> _DATA RECORDS_:
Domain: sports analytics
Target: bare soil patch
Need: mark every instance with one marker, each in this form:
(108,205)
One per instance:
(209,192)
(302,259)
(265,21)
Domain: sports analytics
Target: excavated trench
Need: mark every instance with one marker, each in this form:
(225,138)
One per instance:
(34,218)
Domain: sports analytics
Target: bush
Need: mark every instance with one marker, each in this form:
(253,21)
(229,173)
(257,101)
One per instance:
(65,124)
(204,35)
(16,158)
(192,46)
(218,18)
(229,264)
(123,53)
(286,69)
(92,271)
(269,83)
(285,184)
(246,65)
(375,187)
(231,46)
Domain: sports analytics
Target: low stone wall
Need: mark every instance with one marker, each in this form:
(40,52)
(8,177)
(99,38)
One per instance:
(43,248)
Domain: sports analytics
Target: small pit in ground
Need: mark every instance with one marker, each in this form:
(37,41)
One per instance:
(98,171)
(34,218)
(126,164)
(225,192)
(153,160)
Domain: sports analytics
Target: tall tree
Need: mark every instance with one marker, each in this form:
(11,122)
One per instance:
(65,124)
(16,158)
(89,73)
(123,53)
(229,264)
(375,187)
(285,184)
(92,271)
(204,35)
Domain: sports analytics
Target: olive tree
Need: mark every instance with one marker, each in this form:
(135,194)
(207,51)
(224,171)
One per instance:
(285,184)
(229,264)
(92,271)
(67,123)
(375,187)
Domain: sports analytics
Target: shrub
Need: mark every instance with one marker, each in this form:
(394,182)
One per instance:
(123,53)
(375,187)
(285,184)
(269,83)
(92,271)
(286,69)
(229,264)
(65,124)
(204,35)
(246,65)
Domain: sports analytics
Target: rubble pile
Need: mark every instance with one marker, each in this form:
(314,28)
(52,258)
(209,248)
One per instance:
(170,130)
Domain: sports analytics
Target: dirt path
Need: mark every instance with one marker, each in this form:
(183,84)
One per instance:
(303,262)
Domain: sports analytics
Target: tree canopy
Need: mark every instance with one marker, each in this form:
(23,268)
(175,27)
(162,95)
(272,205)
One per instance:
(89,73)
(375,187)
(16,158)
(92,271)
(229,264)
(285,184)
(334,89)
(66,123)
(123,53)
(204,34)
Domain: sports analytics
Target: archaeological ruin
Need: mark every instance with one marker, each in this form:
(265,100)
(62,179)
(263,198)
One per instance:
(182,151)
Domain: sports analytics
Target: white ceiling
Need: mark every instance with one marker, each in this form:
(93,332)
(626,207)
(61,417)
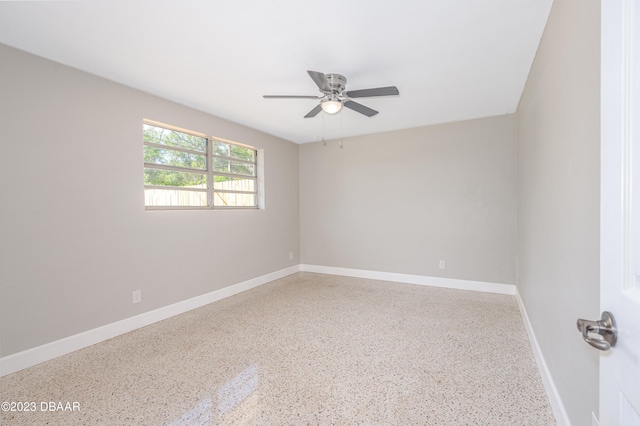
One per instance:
(451,59)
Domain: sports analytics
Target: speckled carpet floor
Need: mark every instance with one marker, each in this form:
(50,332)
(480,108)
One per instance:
(305,349)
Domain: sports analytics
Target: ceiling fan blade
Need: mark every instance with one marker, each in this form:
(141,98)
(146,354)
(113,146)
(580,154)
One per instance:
(360,108)
(378,91)
(290,97)
(321,80)
(313,112)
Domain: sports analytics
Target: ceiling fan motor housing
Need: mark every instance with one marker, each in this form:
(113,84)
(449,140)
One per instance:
(337,82)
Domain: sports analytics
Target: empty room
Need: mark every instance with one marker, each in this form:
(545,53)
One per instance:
(346,212)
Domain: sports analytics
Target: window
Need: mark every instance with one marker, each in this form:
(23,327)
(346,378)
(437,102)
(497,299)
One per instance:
(187,170)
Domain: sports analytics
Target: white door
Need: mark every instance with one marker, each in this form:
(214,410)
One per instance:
(620,210)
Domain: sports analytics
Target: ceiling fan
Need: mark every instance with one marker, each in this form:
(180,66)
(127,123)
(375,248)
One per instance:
(334,97)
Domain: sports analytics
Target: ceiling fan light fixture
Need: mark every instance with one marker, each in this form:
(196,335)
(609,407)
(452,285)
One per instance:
(331,106)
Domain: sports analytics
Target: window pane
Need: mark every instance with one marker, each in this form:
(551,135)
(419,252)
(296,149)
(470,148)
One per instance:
(169,157)
(220,148)
(234,184)
(221,165)
(242,153)
(225,199)
(243,169)
(228,166)
(171,138)
(171,178)
(174,198)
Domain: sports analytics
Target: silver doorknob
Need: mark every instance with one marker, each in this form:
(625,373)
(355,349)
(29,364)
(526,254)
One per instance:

> _TASK ITEM_:
Pictures excluded, set down all the entries exactly.

> _ANSWER TO THE EXERCISE_:
Domain: sports analytics
Target: bare soil patch
Need: mark every instance with one marker, each in this form:
(108,205)
One per instance:
(209,192)
(302,259)
(265,21)
Domain: sports analytics
Target: excavated trench
Need: mark every instance with one marker, each in this form:
(225,138)
One per instance:
(34,218)
Domain: sports analytics
Target: bush
Need: mark every instance with one marker, each in this form:
(253,21)
(229,173)
(257,101)
One per instance:
(65,124)
(204,35)
(16,158)
(192,46)
(218,18)
(229,264)
(123,53)
(286,69)
(92,271)
(269,83)
(285,184)
(246,65)
(375,187)
(231,46)
Domain: sports analytics
Target: low stone wall
Need: mark every instance with one marker, each in this form:
(40,52)
(8,177)
(99,38)
One per instance:
(43,248)
Domain: sports analytics
Target: small pit in ground
Need: mark every instance with one marker, each in this form:
(37,41)
One per instance:
(98,171)
(34,218)
(126,164)
(225,192)
(153,160)
Domain: sports analytics
Target: tall tree
Need: mark every instance with one marker, each in this form:
(11,122)
One per instance:
(65,124)
(16,158)
(89,73)
(123,53)
(229,264)
(375,187)
(285,184)
(92,271)
(204,35)
Domain: sports analytics
Target: olive tree
Need: mark every instance with one marker, each in this form:
(135,194)
(207,51)
(224,171)
One per instance:
(285,184)
(229,264)
(92,271)
(67,123)
(375,187)
Domain: sports analytics
Target: shrub
Need: mark every instance with one marker, each in this form:
(394,182)
One per instance:
(123,53)
(375,187)
(285,184)
(269,83)
(92,271)
(286,69)
(229,264)
(65,124)
(204,35)
(246,65)
Domain: sports analytics
Target: rubble pile
Need: mark every instance with one marker, each in this form:
(314,28)
(52,258)
(209,248)
One per instance:
(170,130)
Domain: sports analytics
Target: dirt path
Need: mark every instance with one marker, each in this form:
(183,84)
One per instance:
(303,262)
Domain: sports analytics
Target: tree canopy
Need: mark every instance with one marker, each in this form:
(23,268)
(175,27)
(162,95)
(272,205)
One per instance:
(89,73)
(375,187)
(16,158)
(92,271)
(229,264)
(285,184)
(334,89)
(66,123)
(123,53)
(204,34)
Domain: sports analytics
Target: archaeological ruin
Need: mark every instance with one marker, each in this form:
(265,100)
(62,179)
(263,198)
One per instance:
(182,151)
Domain: sports analytics
Target: white ceiling
Need: mark every instance with one marker, each in this form:
(93,332)
(626,207)
(61,417)
One per instance:
(451,59)
Domain: sports analytics
Target: speckled carpet floor
Need: mark every instance with one marker, each in this form:
(50,332)
(480,108)
One per instance:
(305,349)
Domain: sports analytics
Target: ceiling fan blade
Need: mark every instance with one marker, each in this form:
(141,98)
(146,354)
(113,146)
(580,154)
One per instance:
(360,108)
(378,91)
(290,97)
(321,80)
(313,112)
Domain: sports analytics
Target: ceiling fan motor housing
Need: mark every instance with one marker, each in this form:
(113,84)
(449,140)
One per instance:
(337,82)
Domain: sports analytics
Target: empty room
Need: mark every instance with one marker, each in this form:
(545,53)
One per instance:
(346,212)
Domain: sports analytics
Target: window
Need: mark every instance with one marker, each in this form:
(23,327)
(346,378)
(437,102)
(497,299)
One per instance:
(187,170)
Domain: sports analytics
Target: white door
Need: mark every instance with one marker, each in this form:
(214,410)
One per instance:
(620,210)
Domain: sports analytics
Target: ceiling fan
Need: mark every instance with one marker, each in this form:
(180,66)
(127,123)
(375,248)
One per instance:
(334,97)
Domain: sports analytics
Target: ceiling fan light fixture
Need: mark every instance with one marker, each in this form:
(196,335)
(609,407)
(452,285)
One per instance:
(331,106)
Domain: sports analytics
Target: window pane
Need: mark every instance with one marker, each in this form:
(551,135)
(419,252)
(296,149)
(470,148)
One per instance:
(169,157)
(220,148)
(234,184)
(221,165)
(242,153)
(225,199)
(243,169)
(228,166)
(171,138)
(171,178)
(174,198)
Domain: sports analytics
Target: silver doorknob
Need: mark every instance with one marker, each in this form:
(625,373)
(355,349)
(29,364)
(526,254)
One per instance:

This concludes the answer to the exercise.